╭─ Records shown

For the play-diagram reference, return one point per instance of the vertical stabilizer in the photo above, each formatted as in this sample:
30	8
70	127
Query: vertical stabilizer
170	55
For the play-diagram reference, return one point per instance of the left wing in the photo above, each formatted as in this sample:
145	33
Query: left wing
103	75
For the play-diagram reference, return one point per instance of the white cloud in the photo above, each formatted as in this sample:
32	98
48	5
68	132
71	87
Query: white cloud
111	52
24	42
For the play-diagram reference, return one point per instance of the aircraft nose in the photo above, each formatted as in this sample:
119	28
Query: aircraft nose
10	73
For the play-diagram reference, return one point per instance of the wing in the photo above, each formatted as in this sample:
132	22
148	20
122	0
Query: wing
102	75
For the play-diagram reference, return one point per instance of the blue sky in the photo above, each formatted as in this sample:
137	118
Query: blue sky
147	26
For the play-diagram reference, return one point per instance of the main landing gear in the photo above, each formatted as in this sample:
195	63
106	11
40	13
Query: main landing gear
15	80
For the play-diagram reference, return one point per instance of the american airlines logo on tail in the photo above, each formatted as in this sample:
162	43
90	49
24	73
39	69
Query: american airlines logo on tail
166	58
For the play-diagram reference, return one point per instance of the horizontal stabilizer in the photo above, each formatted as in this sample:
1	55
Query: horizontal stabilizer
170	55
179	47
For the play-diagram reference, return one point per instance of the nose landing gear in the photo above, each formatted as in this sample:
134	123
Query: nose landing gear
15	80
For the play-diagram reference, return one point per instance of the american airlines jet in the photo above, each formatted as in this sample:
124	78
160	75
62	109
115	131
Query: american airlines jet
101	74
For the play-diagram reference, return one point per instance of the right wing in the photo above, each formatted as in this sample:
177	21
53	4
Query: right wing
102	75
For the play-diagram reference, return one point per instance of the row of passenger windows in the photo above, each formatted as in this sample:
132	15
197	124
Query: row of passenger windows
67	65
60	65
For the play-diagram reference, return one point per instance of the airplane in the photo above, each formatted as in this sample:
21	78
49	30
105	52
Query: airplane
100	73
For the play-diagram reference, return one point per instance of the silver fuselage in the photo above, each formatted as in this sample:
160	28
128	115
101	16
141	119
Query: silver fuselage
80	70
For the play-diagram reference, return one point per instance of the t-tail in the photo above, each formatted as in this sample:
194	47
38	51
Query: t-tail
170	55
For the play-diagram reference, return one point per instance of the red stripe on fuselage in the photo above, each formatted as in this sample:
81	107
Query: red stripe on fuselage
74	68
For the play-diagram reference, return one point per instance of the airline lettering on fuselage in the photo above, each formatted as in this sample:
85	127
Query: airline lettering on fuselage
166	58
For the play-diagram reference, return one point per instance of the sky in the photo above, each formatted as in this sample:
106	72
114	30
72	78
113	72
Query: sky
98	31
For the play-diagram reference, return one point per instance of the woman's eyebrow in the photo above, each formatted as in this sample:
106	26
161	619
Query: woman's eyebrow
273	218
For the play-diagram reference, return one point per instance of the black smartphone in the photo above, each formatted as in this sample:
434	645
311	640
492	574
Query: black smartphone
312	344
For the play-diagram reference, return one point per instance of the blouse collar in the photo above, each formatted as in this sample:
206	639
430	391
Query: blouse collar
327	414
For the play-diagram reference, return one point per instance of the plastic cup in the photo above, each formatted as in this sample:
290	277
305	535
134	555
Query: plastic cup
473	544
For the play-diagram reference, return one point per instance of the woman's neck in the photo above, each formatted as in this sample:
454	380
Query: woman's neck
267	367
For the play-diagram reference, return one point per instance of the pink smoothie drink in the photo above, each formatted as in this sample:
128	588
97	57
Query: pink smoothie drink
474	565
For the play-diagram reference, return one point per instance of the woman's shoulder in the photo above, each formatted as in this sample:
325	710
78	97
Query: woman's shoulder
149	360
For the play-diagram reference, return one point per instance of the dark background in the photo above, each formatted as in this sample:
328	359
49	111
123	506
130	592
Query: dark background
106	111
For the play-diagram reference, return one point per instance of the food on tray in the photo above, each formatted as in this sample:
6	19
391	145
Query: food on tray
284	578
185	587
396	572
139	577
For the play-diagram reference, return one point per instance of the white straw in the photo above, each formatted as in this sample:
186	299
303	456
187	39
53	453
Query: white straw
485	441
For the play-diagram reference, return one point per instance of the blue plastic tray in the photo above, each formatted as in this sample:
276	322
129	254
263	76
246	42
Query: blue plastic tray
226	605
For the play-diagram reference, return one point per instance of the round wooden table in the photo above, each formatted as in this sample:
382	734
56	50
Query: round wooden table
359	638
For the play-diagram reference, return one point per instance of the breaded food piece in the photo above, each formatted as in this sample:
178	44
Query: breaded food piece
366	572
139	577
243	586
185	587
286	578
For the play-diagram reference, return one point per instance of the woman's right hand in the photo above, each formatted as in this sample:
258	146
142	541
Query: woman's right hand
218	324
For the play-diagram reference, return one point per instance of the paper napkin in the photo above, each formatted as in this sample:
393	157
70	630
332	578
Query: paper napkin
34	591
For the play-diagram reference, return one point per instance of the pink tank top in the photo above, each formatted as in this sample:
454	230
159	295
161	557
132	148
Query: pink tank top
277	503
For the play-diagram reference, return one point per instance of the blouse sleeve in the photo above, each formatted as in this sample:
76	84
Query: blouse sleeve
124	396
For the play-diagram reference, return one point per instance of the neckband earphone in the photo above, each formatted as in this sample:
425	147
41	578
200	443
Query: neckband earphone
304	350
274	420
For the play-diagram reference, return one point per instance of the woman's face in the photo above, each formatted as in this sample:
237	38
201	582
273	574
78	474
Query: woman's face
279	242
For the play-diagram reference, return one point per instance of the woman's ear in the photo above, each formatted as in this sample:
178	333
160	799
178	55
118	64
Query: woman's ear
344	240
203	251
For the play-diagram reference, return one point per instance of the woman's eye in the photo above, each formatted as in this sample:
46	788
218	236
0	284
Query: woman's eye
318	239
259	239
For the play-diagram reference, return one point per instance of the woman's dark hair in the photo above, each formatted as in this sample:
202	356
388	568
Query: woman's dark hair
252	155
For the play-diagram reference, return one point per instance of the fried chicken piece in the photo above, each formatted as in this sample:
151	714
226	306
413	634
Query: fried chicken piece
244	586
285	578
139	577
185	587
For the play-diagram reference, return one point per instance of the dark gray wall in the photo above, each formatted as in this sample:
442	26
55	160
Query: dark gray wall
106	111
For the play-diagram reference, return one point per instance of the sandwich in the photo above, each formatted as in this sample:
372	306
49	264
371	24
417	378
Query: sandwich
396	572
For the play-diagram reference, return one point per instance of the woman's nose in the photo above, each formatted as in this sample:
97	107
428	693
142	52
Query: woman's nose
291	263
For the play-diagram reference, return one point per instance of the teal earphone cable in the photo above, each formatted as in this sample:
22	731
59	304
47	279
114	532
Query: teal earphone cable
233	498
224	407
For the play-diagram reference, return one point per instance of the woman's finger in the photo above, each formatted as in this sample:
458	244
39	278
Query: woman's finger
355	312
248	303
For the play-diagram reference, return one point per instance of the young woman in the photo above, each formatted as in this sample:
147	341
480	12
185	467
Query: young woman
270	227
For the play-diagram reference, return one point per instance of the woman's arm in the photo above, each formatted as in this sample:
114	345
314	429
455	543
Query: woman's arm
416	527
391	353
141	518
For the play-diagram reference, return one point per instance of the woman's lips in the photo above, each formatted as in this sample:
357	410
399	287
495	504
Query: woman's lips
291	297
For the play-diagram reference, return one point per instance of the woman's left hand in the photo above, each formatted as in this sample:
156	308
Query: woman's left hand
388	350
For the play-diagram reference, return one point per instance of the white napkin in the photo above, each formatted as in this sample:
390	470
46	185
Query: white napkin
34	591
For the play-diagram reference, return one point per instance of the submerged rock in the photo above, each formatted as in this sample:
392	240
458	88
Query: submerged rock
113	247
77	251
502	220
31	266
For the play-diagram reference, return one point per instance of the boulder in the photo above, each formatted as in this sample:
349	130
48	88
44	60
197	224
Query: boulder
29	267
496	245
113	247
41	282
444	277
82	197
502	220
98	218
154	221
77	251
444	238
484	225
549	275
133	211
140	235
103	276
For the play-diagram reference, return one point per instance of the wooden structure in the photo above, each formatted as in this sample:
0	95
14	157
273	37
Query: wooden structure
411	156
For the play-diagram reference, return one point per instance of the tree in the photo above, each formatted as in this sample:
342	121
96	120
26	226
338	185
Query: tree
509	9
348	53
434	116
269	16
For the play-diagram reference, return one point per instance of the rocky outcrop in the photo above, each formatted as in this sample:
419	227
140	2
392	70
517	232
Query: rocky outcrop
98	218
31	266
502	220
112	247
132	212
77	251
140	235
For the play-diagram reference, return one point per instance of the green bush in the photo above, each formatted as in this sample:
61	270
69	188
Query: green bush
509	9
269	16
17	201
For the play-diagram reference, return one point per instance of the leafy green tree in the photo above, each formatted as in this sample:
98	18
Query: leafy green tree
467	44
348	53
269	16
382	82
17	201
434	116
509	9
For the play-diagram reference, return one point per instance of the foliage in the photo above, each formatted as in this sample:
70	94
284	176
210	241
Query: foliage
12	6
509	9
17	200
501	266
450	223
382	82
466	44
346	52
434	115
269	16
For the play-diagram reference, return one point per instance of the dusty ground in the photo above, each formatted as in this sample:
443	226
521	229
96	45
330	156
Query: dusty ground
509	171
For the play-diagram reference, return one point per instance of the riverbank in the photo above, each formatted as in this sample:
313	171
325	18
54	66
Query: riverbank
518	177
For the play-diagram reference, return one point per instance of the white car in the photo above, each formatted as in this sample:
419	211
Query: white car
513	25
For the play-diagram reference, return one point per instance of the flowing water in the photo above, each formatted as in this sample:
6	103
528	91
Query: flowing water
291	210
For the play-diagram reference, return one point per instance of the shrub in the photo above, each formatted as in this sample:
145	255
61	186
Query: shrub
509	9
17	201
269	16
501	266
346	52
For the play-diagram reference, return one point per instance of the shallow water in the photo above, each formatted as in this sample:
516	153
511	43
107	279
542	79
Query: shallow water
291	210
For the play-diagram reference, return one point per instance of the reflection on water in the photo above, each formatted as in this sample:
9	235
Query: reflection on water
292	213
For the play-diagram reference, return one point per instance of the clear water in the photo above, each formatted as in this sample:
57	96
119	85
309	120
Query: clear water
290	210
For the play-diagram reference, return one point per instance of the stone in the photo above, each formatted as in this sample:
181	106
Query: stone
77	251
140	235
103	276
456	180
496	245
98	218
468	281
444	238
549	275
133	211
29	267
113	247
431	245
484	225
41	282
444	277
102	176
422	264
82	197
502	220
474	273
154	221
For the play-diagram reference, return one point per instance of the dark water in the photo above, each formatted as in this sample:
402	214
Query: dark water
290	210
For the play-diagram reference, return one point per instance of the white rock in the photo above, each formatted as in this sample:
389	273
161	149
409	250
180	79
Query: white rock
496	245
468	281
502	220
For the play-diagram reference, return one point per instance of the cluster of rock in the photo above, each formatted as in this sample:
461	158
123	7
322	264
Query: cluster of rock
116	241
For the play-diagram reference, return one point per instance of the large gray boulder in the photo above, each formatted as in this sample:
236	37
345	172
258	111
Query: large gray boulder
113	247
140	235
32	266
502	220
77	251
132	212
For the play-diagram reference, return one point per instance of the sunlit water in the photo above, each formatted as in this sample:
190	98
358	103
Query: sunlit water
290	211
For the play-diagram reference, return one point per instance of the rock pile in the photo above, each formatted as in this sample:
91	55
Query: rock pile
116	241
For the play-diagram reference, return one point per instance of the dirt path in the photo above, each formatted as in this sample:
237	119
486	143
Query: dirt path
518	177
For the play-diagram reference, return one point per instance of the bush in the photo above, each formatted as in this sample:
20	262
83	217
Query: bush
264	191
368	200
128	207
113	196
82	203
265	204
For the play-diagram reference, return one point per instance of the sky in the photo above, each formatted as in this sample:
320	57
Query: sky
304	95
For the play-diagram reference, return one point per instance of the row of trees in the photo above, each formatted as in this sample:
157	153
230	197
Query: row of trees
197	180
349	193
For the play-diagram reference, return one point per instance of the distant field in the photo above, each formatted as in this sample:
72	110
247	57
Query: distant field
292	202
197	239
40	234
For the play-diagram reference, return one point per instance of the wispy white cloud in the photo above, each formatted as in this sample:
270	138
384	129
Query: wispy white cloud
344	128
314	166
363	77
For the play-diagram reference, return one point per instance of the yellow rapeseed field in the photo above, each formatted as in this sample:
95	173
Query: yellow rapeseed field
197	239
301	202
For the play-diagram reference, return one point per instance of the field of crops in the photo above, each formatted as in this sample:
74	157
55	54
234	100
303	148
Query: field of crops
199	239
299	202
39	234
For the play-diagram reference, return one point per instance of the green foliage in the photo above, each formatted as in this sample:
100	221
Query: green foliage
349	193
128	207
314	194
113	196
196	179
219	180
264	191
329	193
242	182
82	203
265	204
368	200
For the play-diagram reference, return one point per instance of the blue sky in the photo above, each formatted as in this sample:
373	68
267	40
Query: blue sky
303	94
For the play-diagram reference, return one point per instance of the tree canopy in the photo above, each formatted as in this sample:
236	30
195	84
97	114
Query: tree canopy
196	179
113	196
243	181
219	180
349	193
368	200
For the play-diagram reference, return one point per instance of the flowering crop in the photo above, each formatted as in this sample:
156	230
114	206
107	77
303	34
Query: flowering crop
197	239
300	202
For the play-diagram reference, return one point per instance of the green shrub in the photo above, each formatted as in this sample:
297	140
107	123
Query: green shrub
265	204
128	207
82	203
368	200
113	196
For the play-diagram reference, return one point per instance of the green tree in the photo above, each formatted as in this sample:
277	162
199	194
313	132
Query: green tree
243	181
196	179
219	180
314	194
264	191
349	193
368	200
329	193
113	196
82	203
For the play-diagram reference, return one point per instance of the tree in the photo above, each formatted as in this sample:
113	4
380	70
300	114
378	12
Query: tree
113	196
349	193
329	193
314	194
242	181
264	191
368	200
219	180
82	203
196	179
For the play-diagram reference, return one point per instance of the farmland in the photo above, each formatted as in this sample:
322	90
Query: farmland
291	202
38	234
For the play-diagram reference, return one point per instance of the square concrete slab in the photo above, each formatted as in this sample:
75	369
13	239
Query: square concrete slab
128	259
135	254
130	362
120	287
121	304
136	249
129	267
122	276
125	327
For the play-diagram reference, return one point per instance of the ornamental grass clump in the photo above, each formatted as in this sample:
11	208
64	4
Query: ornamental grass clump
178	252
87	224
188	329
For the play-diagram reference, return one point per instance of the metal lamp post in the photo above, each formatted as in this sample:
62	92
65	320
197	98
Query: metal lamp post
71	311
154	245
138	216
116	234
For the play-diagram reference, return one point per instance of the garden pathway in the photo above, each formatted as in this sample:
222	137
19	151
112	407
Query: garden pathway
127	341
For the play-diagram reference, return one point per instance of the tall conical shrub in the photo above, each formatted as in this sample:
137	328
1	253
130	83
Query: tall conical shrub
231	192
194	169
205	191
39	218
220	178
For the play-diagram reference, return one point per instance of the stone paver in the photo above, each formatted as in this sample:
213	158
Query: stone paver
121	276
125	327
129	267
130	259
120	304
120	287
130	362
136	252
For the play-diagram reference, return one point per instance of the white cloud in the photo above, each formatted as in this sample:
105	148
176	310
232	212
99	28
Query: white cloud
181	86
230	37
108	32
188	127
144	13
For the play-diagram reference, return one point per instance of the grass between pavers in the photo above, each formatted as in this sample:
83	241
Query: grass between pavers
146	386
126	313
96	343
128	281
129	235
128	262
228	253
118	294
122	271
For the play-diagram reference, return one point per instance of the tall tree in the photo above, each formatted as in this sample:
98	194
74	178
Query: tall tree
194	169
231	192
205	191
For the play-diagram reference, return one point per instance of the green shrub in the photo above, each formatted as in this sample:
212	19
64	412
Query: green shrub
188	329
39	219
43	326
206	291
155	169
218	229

╰─

> **Short exercise**
Begin with the line containing "the stone paver" and repeat each line exactly until the records above end.

> **Expected output**
For the play-diagram reference, return one point per instance of the stone paver in the photo above, each formatted as in this sample:
213	158
Query: stone paver
121	276
125	327
129	267
130	259
120	304
120	287
130	362
136	252
For the play-diagram reference, return one point per instance of the white cloud in the photo above, each formatted as in this sample:
105	148
176	310
232	212
99	28
Query: white cloud
181	86
230	37
108	32
188	127
144	13
For the play-diagram reference, return one point per instance of the grass between pavers in the photo above, each formatted as in this sample:
83	241
Query: grass between pavers
146	386
126	313
96	343
128	281
129	235
128	262
228	253
118	294
122	271
For the play-diagram reference, return one point per instance of the tall tree in the photo above, each formatted as in this sample:
98	194
74	178
Query: tall tree
194	169
231	192
205	191
For the play-diagram reference, return one point per instance of the green shrub in the photo above, each formatted as in this sample:
212	19
64	412
Query: green shrub
188	329
39	219
43	326
206	291
155	169
218	229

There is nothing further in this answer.